[Region pointing data]
*** Block opens ***

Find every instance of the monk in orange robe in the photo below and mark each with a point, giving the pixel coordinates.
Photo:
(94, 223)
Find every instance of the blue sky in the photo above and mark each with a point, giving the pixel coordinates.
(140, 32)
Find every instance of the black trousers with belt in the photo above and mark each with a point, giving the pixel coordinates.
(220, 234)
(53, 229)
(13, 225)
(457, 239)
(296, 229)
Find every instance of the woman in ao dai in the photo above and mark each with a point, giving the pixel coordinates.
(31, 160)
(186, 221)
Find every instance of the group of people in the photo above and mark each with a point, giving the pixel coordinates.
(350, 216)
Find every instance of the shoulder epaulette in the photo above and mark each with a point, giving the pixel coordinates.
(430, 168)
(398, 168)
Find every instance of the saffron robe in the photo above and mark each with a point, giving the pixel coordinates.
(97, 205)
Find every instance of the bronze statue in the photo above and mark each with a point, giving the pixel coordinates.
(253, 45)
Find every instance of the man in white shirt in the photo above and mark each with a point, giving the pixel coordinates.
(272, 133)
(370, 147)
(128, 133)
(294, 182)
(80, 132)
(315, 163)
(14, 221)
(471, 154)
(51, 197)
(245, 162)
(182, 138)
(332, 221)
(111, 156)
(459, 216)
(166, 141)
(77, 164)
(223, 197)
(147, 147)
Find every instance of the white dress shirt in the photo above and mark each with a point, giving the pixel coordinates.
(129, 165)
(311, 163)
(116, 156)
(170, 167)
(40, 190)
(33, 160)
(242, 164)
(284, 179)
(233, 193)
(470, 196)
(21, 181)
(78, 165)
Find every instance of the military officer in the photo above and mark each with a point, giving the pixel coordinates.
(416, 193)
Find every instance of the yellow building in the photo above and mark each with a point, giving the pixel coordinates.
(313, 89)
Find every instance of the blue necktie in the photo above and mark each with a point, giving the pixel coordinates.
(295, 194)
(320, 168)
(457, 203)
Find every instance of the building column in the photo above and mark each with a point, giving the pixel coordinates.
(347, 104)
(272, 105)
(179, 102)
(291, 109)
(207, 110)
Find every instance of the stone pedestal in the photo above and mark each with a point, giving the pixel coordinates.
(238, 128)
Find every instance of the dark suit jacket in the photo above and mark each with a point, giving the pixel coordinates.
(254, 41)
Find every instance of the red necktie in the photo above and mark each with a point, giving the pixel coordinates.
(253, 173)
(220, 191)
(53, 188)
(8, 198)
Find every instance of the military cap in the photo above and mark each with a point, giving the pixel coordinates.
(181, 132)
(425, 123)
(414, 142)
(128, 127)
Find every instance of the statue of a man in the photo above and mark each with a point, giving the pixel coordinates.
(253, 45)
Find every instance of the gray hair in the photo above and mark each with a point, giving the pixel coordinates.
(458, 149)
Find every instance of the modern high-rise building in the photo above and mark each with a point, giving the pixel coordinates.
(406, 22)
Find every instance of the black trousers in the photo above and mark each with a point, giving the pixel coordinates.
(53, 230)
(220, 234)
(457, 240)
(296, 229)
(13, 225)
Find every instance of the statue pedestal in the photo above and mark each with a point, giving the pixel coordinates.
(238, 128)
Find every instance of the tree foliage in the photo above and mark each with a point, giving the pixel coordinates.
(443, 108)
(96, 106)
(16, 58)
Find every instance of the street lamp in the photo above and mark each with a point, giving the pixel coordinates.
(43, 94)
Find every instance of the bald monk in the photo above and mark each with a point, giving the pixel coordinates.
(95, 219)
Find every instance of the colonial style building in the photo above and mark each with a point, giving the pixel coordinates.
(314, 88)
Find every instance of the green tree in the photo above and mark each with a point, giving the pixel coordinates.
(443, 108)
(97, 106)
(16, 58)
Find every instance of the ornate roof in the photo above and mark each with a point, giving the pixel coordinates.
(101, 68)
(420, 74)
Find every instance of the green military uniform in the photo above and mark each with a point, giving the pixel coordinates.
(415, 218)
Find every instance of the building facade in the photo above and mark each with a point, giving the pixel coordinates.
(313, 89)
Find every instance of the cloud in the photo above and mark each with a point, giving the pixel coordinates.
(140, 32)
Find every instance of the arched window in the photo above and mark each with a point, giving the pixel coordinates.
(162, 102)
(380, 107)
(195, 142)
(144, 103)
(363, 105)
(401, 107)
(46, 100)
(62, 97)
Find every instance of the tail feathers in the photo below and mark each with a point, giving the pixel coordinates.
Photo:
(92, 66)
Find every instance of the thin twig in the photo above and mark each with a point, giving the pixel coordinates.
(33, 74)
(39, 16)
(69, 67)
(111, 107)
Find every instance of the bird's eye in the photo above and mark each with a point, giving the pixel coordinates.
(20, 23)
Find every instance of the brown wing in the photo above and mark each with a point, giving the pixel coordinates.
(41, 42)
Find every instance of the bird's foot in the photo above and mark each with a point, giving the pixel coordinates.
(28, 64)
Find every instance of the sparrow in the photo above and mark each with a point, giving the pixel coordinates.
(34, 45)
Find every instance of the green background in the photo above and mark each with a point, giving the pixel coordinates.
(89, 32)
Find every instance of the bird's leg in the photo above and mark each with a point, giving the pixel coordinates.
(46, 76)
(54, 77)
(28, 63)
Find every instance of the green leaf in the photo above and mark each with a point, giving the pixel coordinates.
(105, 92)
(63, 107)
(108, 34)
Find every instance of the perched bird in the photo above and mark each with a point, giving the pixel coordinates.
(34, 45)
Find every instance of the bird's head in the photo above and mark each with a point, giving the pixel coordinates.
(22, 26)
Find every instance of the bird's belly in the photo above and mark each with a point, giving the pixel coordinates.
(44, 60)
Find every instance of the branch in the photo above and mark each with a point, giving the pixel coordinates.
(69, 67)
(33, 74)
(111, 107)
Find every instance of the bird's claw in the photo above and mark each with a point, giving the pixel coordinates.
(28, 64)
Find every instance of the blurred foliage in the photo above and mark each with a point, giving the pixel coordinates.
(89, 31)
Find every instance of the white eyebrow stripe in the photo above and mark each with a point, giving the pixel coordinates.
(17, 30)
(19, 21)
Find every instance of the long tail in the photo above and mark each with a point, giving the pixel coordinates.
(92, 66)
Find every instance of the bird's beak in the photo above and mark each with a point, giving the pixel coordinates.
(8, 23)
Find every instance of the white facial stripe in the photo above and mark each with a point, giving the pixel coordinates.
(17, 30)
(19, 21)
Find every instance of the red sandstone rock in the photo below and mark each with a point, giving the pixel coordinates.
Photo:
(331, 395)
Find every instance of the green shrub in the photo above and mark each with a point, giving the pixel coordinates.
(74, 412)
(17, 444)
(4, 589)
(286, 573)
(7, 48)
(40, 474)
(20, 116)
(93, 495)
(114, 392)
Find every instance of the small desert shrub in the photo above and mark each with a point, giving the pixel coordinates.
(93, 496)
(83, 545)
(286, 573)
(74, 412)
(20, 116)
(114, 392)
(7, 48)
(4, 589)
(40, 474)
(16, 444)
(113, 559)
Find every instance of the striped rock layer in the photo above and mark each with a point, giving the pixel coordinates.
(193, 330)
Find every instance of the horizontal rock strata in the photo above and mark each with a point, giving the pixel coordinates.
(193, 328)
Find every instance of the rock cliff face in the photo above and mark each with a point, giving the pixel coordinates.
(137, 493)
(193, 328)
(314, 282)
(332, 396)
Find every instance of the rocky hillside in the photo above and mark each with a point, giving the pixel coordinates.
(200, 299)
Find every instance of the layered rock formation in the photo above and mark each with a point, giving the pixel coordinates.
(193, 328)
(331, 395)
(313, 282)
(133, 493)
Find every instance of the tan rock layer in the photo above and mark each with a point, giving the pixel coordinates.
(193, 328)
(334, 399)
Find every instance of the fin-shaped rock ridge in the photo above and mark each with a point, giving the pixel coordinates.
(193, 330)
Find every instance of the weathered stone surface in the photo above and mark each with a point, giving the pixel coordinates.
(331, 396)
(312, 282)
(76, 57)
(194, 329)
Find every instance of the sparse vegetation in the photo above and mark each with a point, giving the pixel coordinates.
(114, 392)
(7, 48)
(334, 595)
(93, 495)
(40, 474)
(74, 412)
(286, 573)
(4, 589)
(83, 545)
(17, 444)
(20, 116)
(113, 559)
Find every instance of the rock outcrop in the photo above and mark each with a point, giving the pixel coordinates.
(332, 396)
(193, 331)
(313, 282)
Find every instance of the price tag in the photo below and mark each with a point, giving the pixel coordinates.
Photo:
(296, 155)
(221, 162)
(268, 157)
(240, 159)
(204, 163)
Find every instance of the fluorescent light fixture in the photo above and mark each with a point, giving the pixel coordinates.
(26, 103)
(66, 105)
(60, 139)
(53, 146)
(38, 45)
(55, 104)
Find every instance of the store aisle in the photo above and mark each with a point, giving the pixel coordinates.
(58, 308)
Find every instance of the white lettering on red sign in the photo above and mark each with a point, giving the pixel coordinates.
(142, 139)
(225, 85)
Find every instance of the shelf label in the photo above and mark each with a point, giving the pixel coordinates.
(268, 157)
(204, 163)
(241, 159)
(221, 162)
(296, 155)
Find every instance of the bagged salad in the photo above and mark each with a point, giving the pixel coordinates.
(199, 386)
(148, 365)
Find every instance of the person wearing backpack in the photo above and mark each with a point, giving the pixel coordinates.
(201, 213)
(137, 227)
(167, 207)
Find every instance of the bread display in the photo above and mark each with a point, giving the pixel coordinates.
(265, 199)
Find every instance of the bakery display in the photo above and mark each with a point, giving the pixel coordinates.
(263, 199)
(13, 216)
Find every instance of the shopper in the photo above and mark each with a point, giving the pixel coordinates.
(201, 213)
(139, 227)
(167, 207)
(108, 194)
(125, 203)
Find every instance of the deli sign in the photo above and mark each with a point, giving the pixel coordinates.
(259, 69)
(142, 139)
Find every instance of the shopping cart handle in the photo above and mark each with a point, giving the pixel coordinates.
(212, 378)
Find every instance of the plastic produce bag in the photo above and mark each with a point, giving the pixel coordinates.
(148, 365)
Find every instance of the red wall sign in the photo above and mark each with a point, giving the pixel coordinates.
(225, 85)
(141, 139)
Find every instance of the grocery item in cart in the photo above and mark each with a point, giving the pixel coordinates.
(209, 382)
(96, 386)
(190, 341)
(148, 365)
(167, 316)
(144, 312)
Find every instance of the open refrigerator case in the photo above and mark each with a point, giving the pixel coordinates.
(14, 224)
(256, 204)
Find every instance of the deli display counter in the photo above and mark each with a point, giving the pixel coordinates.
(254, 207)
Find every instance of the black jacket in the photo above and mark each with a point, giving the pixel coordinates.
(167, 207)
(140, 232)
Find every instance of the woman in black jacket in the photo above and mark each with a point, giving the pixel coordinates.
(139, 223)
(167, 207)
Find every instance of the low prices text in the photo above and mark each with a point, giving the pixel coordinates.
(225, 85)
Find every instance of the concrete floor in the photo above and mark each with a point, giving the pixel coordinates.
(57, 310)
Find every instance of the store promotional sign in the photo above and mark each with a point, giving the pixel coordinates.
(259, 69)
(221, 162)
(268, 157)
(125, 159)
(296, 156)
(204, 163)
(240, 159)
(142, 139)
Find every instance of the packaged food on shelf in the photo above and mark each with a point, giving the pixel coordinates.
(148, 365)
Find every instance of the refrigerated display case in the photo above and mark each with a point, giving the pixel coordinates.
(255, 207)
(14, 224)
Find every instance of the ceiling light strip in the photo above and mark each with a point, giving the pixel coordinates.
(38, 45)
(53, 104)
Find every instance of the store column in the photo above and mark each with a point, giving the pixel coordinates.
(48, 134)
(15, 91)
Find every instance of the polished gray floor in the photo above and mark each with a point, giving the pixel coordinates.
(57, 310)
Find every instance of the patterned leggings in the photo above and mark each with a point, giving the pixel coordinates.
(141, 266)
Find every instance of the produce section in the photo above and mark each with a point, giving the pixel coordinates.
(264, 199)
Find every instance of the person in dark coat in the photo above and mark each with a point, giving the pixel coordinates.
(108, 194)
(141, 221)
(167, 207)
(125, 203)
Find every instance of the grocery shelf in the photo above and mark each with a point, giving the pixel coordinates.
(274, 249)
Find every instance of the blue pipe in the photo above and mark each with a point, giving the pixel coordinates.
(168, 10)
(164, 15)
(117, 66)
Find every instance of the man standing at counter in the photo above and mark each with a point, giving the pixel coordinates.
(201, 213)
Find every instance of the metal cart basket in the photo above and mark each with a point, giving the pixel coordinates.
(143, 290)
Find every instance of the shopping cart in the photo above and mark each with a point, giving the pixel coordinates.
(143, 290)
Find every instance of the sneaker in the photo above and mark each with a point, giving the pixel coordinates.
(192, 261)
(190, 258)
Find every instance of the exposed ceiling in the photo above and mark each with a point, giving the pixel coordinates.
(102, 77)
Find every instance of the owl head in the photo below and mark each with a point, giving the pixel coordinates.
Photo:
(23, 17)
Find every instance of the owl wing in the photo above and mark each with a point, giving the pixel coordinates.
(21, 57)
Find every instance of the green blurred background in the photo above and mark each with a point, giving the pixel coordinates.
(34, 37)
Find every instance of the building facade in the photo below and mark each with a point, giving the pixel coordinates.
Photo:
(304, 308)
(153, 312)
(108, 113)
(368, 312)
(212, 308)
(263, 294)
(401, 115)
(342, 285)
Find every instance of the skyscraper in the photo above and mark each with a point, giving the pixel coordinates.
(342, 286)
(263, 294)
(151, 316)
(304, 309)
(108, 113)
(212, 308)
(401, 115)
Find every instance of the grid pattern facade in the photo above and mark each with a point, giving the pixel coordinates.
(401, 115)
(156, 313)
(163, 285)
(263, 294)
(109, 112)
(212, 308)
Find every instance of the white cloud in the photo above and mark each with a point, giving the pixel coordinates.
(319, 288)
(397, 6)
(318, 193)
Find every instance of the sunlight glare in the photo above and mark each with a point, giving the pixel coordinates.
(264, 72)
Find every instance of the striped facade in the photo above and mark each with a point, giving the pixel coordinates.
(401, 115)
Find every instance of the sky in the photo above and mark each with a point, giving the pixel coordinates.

*** Block closes ***

§ **What the task requires**
Whenever a line above includes the string "below", copy it.

§ **Answer space**
Find every instance of the monk in orange robe in the photo below and mark each with a point, giving the pixel coordinates.
Find every instance of the tail feathers in the photo below and mark each with a point, giving the pixel coordinates.
Find every instance of the red sandstone rock in the photo below and mark each with a point, giving the pixel coordinates.
Find every instance of the price tag in the photo below and mark each with a point, giving the pixel coordinates.
Find every instance of the owl head in the photo below and mark each with a point, giving the pixel coordinates.
Find every instance of the building facade in the photo below and mark each with a point, giving the pixel coordinates.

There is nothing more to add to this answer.